#### Requirement
Below are records to return verbatim; the pictures are to be dropped.

#### Records supplied
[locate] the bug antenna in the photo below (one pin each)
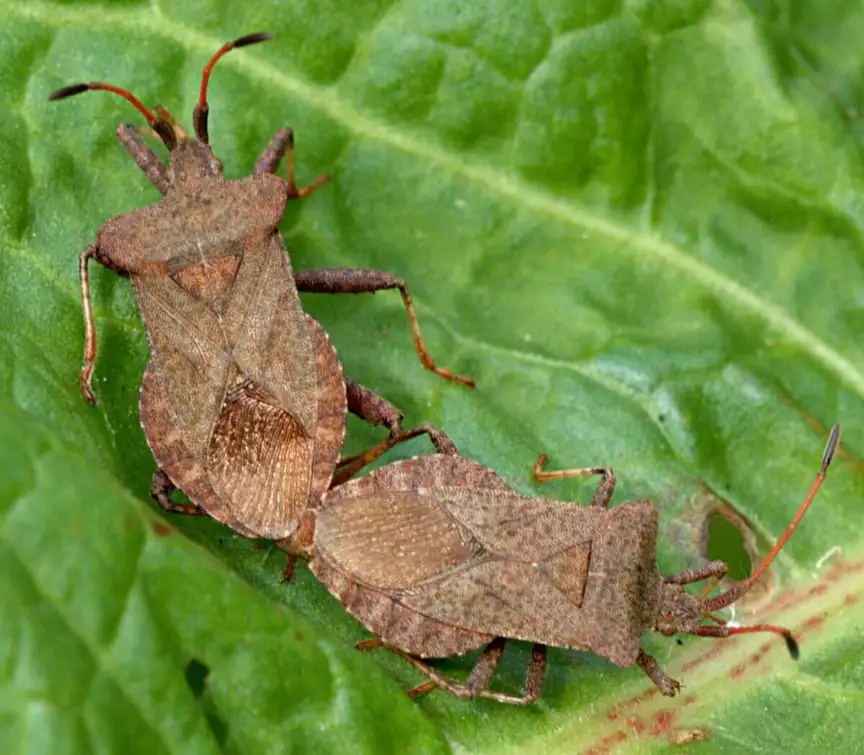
(159, 125)
(199, 115)
(710, 605)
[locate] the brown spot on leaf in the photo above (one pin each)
(686, 736)
(663, 722)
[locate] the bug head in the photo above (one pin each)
(680, 612)
(190, 158)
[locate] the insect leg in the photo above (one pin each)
(715, 570)
(665, 683)
(350, 465)
(533, 679)
(365, 281)
(478, 679)
(161, 489)
(281, 144)
(604, 491)
(145, 158)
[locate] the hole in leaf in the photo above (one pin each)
(196, 677)
(725, 542)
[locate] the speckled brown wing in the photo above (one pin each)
(377, 534)
(560, 574)
(187, 472)
(250, 412)
(539, 570)
(172, 455)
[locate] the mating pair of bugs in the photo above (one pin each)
(243, 405)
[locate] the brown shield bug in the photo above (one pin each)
(243, 402)
(437, 556)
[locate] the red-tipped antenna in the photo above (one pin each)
(740, 588)
(159, 125)
(199, 115)
(69, 91)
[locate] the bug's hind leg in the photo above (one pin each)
(665, 683)
(481, 675)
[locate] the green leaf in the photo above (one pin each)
(637, 225)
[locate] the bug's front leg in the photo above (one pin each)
(665, 683)
(281, 144)
(92, 251)
(364, 281)
(605, 489)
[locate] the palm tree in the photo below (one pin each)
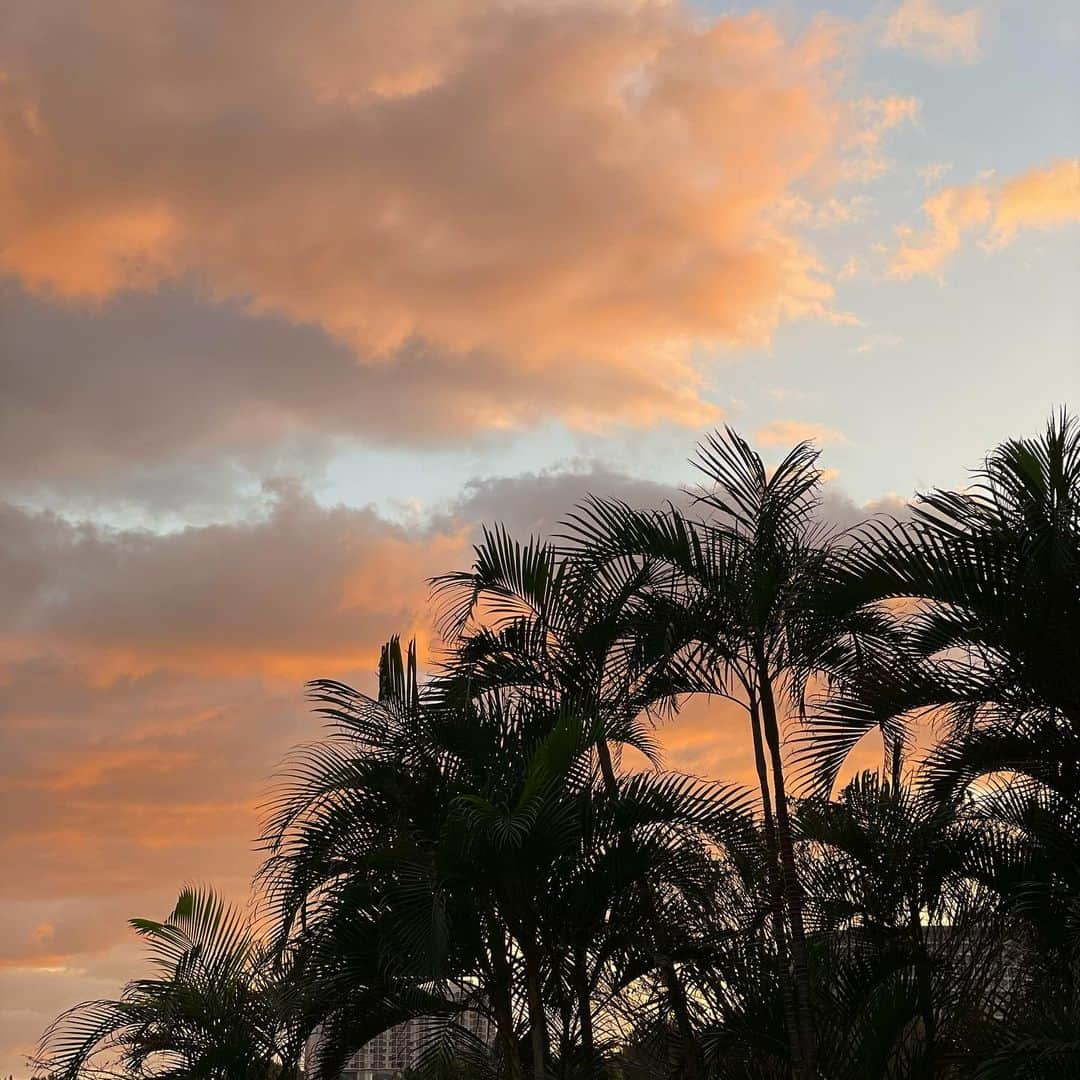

#### Answer to the problem
[locate] the bug antenna in the photo below (one pin each)
(159, 125)
(199, 115)
(710, 605)
[locate] the brown spot on leaf in the photo above (one pin each)
(686, 736)
(663, 722)
[locate] the bug head in the photo above (one pin each)
(680, 612)
(190, 158)
[locate] the insect leg in the photo above (one pin each)
(715, 570)
(665, 683)
(350, 465)
(533, 679)
(365, 281)
(478, 679)
(161, 489)
(281, 144)
(604, 491)
(145, 158)
[locate] the hole in leaf in the photo above (one pin each)
(196, 677)
(725, 542)
[locate] the speckled brown wing in the photo above (one pin each)
(377, 534)
(560, 574)
(187, 472)
(250, 412)
(539, 570)
(172, 455)
[locate] the mating pair of bugs in the photo above (one pin each)
(243, 405)
[locate] the brown shield bug in the photo above (one pin each)
(243, 402)
(437, 556)
[locate] the red-tipped antenna in the photo above (one pin each)
(740, 588)
(159, 125)
(199, 115)
(69, 91)
[locate] the bug's hind leg in the photo above (one pin each)
(665, 683)
(481, 675)
[locate] the green leaf in the photo above (one pin each)
(637, 225)
[locate] the bug's front leg in the photo above (one pin each)
(665, 683)
(281, 144)
(92, 251)
(364, 281)
(605, 489)
[locate] the palm tree in the photo below (one pin each)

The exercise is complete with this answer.